● Data records
»»

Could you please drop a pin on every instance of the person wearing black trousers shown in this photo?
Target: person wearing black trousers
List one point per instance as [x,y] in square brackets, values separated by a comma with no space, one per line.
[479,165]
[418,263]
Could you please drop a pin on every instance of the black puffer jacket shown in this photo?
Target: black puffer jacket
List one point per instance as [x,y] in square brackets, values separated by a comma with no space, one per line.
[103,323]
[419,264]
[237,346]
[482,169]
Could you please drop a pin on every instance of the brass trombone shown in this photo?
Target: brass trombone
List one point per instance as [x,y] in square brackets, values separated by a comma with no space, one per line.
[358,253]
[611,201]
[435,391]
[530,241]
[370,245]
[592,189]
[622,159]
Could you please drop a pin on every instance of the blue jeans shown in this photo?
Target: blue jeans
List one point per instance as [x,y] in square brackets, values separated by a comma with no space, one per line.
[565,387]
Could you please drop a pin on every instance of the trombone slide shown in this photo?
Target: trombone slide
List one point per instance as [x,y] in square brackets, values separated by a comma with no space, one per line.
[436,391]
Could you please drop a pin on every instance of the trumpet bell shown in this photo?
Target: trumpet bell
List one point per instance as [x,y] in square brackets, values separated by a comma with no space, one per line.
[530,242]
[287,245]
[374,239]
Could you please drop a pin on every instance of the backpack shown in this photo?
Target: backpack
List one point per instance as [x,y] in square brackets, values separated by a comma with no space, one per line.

««
»»

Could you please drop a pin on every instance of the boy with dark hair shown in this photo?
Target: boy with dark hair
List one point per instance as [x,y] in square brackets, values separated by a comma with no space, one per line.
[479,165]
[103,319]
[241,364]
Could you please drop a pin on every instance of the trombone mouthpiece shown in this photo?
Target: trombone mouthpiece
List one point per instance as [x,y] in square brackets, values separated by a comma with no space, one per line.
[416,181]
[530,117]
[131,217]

««

For every line of the data above that contains "wearing", copy that line.

● SOLUTION FOR THIS TASK
Could you please drop a pin on every instance of the person wearing black trousers shown in this photo?
Target: person wearing black trousers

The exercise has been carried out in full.